▶ [WHAT THIS TASK INVOLVES] Copy out every line in the records that contains the word "green", counting a match only when its uppercase and lowercase letters agree.

# DATA FOR THIS EXERCISE start

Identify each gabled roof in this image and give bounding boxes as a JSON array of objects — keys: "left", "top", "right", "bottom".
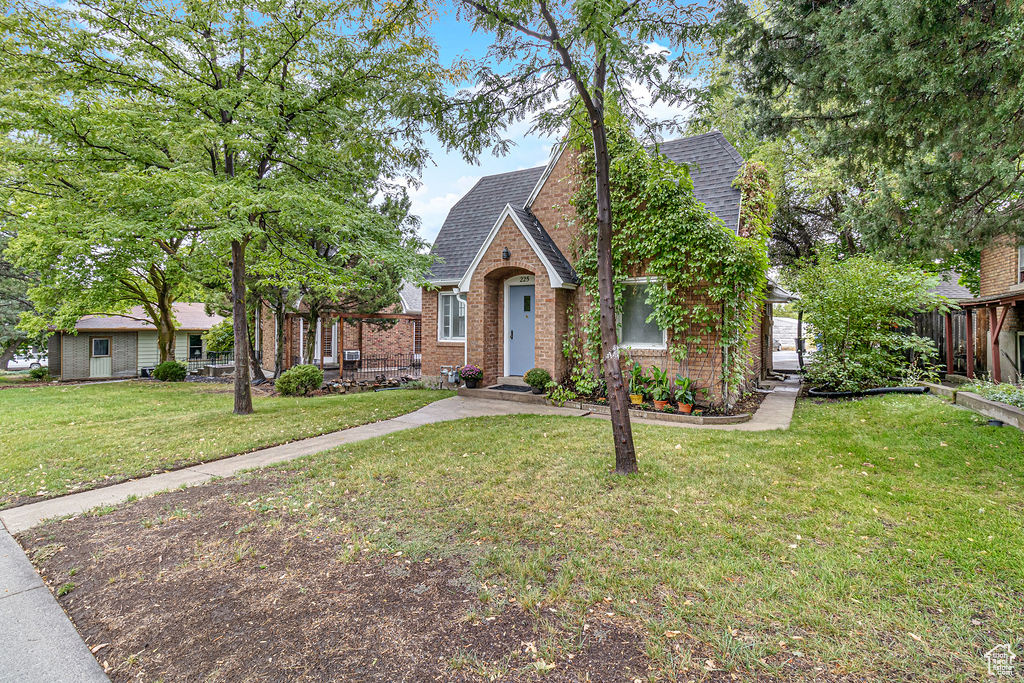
[
  {"left": 75, "top": 302, "right": 224, "bottom": 332},
  {"left": 429, "top": 130, "right": 743, "bottom": 285},
  {"left": 459, "top": 204, "right": 580, "bottom": 290},
  {"left": 430, "top": 166, "right": 544, "bottom": 283},
  {"left": 657, "top": 130, "right": 743, "bottom": 232},
  {"left": 932, "top": 270, "right": 974, "bottom": 301}
]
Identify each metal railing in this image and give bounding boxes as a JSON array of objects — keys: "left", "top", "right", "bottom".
[{"left": 341, "top": 353, "right": 422, "bottom": 380}]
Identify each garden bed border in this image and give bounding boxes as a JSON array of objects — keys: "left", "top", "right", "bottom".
[{"left": 458, "top": 387, "right": 753, "bottom": 425}]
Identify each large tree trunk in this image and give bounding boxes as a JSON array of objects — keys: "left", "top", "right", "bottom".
[
  {"left": 246, "top": 298, "right": 266, "bottom": 383},
  {"left": 0, "top": 339, "right": 23, "bottom": 372},
  {"left": 231, "top": 240, "right": 253, "bottom": 415},
  {"left": 303, "top": 305, "right": 319, "bottom": 366},
  {"left": 157, "top": 294, "right": 174, "bottom": 362},
  {"left": 591, "top": 113, "right": 638, "bottom": 474},
  {"left": 273, "top": 287, "right": 287, "bottom": 377}
]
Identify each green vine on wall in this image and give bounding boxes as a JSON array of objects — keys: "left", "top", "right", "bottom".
[{"left": 570, "top": 116, "right": 774, "bottom": 400}]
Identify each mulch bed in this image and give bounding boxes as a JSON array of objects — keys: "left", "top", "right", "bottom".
[{"left": 18, "top": 472, "right": 648, "bottom": 681}]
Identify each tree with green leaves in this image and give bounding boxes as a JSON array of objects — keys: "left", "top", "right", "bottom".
[
  {"left": 721, "top": 0, "right": 1024, "bottom": 258},
  {"left": 461, "top": 0, "right": 709, "bottom": 474},
  {"left": 0, "top": 0, "right": 482, "bottom": 414},
  {"left": 0, "top": 227, "right": 34, "bottom": 370}
]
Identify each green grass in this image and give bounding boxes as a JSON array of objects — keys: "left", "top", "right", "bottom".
[
  {"left": 261, "top": 395, "right": 1024, "bottom": 680},
  {"left": 0, "top": 370, "right": 39, "bottom": 386},
  {"left": 0, "top": 382, "right": 452, "bottom": 506}
]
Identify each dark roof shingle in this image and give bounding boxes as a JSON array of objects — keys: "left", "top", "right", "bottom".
[
  {"left": 430, "top": 166, "right": 544, "bottom": 281},
  {"left": 430, "top": 130, "right": 743, "bottom": 283},
  {"left": 658, "top": 130, "right": 743, "bottom": 232},
  {"left": 512, "top": 205, "right": 580, "bottom": 285}
]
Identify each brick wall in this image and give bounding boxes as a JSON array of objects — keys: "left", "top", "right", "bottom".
[
  {"left": 981, "top": 237, "right": 1019, "bottom": 297},
  {"left": 466, "top": 217, "right": 565, "bottom": 384},
  {"left": 259, "top": 303, "right": 280, "bottom": 373}
]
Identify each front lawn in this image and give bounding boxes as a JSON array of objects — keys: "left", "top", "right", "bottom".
[
  {"left": 0, "top": 382, "right": 452, "bottom": 507},
  {"left": 22, "top": 395, "right": 1024, "bottom": 681}
]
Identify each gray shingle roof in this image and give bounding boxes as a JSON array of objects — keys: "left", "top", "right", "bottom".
[
  {"left": 658, "top": 130, "right": 743, "bottom": 232},
  {"left": 512, "top": 205, "right": 580, "bottom": 285},
  {"left": 430, "top": 166, "right": 544, "bottom": 281},
  {"left": 430, "top": 130, "right": 743, "bottom": 283},
  {"left": 398, "top": 282, "right": 423, "bottom": 313},
  {"left": 932, "top": 270, "right": 974, "bottom": 301}
]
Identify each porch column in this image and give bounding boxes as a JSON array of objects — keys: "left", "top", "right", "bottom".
[
  {"left": 967, "top": 308, "right": 974, "bottom": 380},
  {"left": 946, "top": 312, "right": 953, "bottom": 375},
  {"left": 988, "top": 304, "right": 1010, "bottom": 382}
]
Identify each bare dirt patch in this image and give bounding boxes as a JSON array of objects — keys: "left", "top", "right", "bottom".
[{"left": 19, "top": 479, "right": 650, "bottom": 681}]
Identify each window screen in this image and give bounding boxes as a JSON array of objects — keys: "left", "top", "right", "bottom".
[
  {"left": 620, "top": 284, "right": 665, "bottom": 346},
  {"left": 439, "top": 294, "right": 466, "bottom": 340}
]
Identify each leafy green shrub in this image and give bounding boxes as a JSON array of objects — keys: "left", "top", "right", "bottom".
[
  {"left": 153, "top": 360, "right": 188, "bottom": 382},
  {"left": 522, "top": 368, "right": 551, "bottom": 389},
  {"left": 273, "top": 366, "right": 324, "bottom": 396},
  {"left": 546, "top": 382, "right": 577, "bottom": 408},
  {"left": 203, "top": 319, "right": 234, "bottom": 353},
  {"left": 795, "top": 253, "right": 949, "bottom": 391},
  {"left": 961, "top": 380, "right": 1024, "bottom": 409}
]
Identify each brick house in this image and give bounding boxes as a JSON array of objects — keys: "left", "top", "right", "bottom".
[
  {"left": 959, "top": 237, "right": 1024, "bottom": 382},
  {"left": 257, "top": 283, "right": 422, "bottom": 375},
  {"left": 423, "top": 131, "right": 771, "bottom": 397}
]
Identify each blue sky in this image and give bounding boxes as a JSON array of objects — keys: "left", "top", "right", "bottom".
[
  {"left": 410, "top": 3, "right": 554, "bottom": 243},
  {"left": 410, "top": 0, "right": 696, "bottom": 244}
]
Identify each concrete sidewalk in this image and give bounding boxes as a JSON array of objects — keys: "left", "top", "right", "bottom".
[
  {"left": 0, "top": 525, "right": 108, "bottom": 683},
  {"left": 0, "top": 396, "right": 586, "bottom": 536}
]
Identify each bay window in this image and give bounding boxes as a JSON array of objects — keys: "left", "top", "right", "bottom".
[{"left": 437, "top": 292, "right": 466, "bottom": 341}]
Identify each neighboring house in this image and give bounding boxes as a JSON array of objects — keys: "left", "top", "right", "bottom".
[
  {"left": 258, "top": 283, "right": 422, "bottom": 375},
  {"left": 423, "top": 131, "right": 771, "bottom": 396},
  {"left": 961, "top": 238, "right": 1024, "bottom": 382},
  {"left": 48, "top": 303, "right": 224, "bottom": 380}
]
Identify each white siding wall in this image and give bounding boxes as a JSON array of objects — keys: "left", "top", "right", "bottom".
[{"left": 138, "top": 332, "right": 160, "bottom": 368}]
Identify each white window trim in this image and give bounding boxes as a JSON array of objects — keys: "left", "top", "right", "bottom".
[
  {"left": 502, "top": 274, "right": 537, "bottom": 377},
  {"left": 437, "top": 290, "right": 469, "bottom": 344},
  {"left": 615, "top": 275, "right": 669, "bottom": 351}
]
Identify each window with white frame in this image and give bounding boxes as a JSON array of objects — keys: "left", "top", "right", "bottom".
[
  {"left": 618, "top": 281, "right": 666, "bottom": 348},
  {"left": 437, "top": 292, "right": 466, "bottom": 341}
]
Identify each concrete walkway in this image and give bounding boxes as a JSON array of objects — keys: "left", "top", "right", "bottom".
[
  {"left": 0, "top": 379, "right": 800, "bottom": 683},
  {"left": 0, "top": 525, "right": 106, "bottom": 683},
  {"left": 0, "top": 385, "right": 800, "bottom": 533},
  {"left": 0, "top": 396, "right": 586, "bottom": 536}
]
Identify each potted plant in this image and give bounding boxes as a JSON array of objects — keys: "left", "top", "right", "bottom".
[
  {"left": 459, "top": 364, "right": 483, "bottom": 389},
  {"left": 650, "top": 366, "right": 672, "bottom": 411},
  {"left": 676, "top": 375, "right": 693, "bottom": 413},
  {"left": 630, "top": 362, "right": 647, "bottom": 405},
  {"left": 522, "top": 368, "right": 551, "bottom": 393}
]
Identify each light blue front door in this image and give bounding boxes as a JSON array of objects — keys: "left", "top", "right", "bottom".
[{"left": 509, "top": 285, "right": 537, "bottom": 375}]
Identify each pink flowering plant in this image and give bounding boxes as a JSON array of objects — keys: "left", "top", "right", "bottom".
[{"left": 459, "top": 364, "right": 483, "bottom": 380}]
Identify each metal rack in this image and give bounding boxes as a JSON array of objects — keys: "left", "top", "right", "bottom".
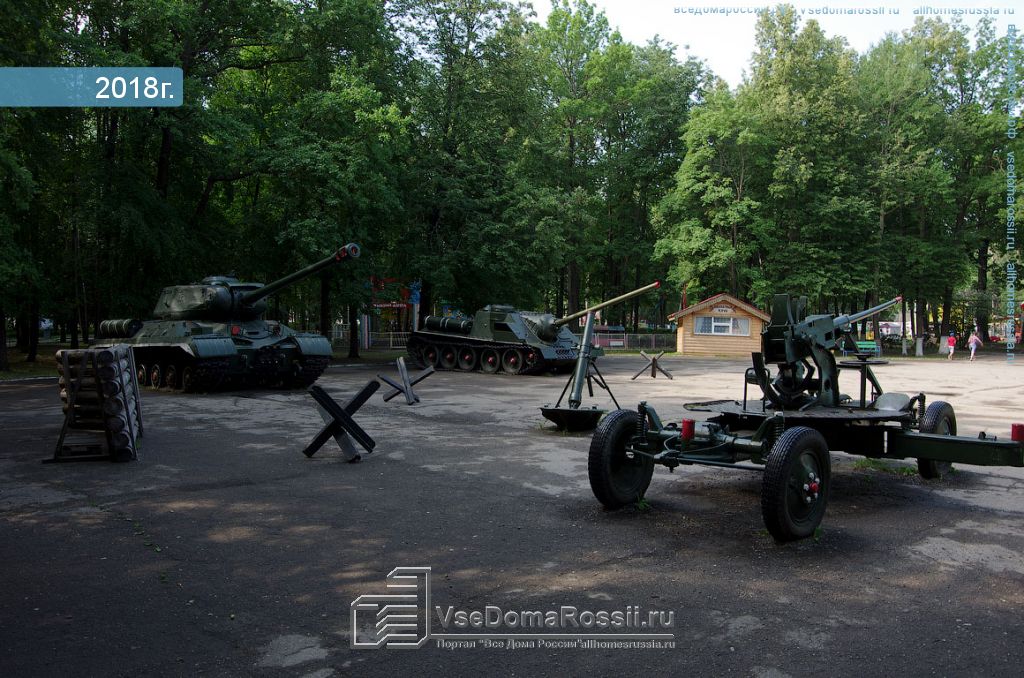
[{"left": 53, "top": 344, "right": 142, "bottom": 462}]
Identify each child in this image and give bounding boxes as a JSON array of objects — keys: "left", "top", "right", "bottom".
[{"left": 967, "top": 331, "right": 982, "bottom": 363}]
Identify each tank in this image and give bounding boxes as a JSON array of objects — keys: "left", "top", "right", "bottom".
[
  {"left": 407, "top": 283, "right": 658, "bottom": 375},
  {"left": 96, "top": 243, "right": 359, "bottom": 391}
]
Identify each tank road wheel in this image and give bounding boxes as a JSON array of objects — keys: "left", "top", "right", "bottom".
[
  {"left": 480, "top": 348, "right": 502, "bottom": 374},
  {"left": 761, "top": 426, "right": 831, "bottom": 542},
  {"left": 423, "top": 346, "right": 441, "bottom": 368},
  {"left": 502, "top": 348, "right": 522, "bottom": 374},
  {"left": 438, "top": 346, "right": 459, "bottom": 370},
  {"left": 918, "top": 400, "right": 956, "bottom": 480},
  {"left": 522, "top": 348, "right": 541, "bottom": 370},
  {"left": 181, "top": 365, "right": 199, "bottom": 393},
  {"left": 150, "top": 363, "right": 164, "bottom": 388},
  {"left": 587, "top": 410, "right": 654, "bottom": 509},
  {"left": 459, "top": 346, "right": 476, "bottom": 372},
  {"left": 164, "top": 363, "right": 181, "bottom": 391}
]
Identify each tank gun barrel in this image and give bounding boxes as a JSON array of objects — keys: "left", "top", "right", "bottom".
[
  {"left": 834, "top": 297, "right": 903, "bottom": 328},
  {"left": 240, "top": 243, "right": 359, "bottom": 305},
  {"left": 552, "top": 281, "right": 662, "bottom": 328}
]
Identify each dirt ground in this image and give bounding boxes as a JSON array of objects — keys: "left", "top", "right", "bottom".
[{"left": 0, "top": 355, "right": 1024, "bottom": 678}]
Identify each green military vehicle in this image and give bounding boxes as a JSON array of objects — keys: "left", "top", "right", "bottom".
[{"left": 99, "top": 243, "right": 359, "bottom": 391}]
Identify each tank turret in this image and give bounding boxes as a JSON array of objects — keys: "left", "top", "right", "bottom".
[
  {"left": 100, "top": 243, "right": 359, "bottom": 391},
  {"left": 153, "top": 243, "right": 359, "bottom": 321}
]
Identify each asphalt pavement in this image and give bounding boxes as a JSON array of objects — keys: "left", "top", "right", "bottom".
[{"left": 0, "top": 356, "right": 1024, "bottom": 678}]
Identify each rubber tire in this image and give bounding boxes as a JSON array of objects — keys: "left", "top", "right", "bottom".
[
  {"left": 761, "top": 426, "right": 831, "bottom": 542},
  {"left": 918, "top": 400, "right": 956, "bottom": 480},
  {"left": 480, "top": 348, "right": 502, "bottom": 374},
  {"left": 502, "top": 348, "right": 522, "bottom": 374},
  {"left": 587, "top": 410, "right": 654, "bottom": 509},
  {"left": 458, "top": 346, "right": 476, "bottom": 372}
]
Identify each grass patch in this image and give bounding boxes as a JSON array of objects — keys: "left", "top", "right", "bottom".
[{"left": 853, "top": 457, "right": 918, "bottom": 475}]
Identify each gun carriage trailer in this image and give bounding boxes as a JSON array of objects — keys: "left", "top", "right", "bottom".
[{"left": 588, "top": 295, "right": 1024, "bottom": 542}]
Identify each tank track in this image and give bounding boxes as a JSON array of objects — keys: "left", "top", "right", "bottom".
[
  {"left": 135, "top": 348, "right": 331, "bottom": 393},
  {"left": 285, "top": 355, "right": 331, "bottom": 388},
  {"left": 406, "top": 335, "right": 575, "bottom": 375}
]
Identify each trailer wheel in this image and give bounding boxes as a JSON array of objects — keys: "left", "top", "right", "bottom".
[
  {"left": 918, "top": 400, "right": 956, "bottom": 480},
  {"left": 587, "top": 410, "right": 654, "bottom": 509},
  {"left": 761, "top": 426, "right": 831, "bottom": 542}
]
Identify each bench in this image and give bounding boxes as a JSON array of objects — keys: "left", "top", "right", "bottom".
[{"left": 843, "top": 341, "right": 882, "bottom": 355}]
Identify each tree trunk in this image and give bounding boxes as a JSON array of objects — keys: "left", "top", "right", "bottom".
[
  {"left": 417, "top": 281, "right": 434, "bottom": 328},
  {"left": 974, "top": 238, "right": 991, "bottom": 343},
  {"left": 14, "top": 311, "right": 29, "bottom": 353},
  {"left": 633, "top": 264, "right": 640, "bottom": 334},
  {"left": 555, "top": 266, "right": 568, "bottom": 317},
  {"left": 348, "top": 307, "right": 360, "bottom": 358},
  {"left": 567, "top": 261, "right": 580, "bottom": 315},
  {"left": 319, "top": 273, "right": 333, "bottom": 341},
  {"left": 939, "top": 287, "right": 953, "bottom": 337},
  {"left": 25, "top": 299, "right": 39, "bottom": 363},
  {"left": 157, "top": 127, "right": 171, "bottom": 198},
  {"left": 0, "top": 307, "right": 10, "bottom": 372}
]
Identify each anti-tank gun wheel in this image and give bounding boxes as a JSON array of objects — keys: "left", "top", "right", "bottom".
[
  {"left": 480, "top": 348, "right": 502, "bottom": 374},
  {"left": 502, "top": 348, "right": 522, "bottom": 374},
  {"left": 150, "top": 363, "right": 164, "bottom": 388},
  {"left": 918, "top": 400, "right": 956, "bottom": 480},
  {"left": 587, "top": 410, "right": 654, "bottom": 509},
  {"left": 761, "top": 426, "right": 831, "bottom": 542},
  {"left": 437, "top": 346, "right": 459, "bottom": 370},
  {"left": 459, "top": 346, "right": 476, "bottom": 372}
]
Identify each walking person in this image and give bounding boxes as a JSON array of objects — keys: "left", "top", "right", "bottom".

# DATA FOR THIS EXERCISE end

▶ [RESULT FOR THIS EXERCISE]
Identify each green vine on wall in this image and give bounding boxes as a JSON array of objects — keys: "left", "top", "right", "bottom".
Identify each tree with green leaves in this image and give bounding boxes as a JSON array of objects — keys: "left", "top", "right", "bottom".
Identify each green grass in this image and give bounding boxes as a JSON array of objects — keys: "left", "top", "right", "bottom".
Identify each leafy green shrub in this image and give bounding boxes as a JSON array of objects — keys: "left", "top", "right", "bottom".
Identify each green military vehicle in this image and give bounding boxes as a JSON array of objects — keys: "left", "top", "right", "bottom".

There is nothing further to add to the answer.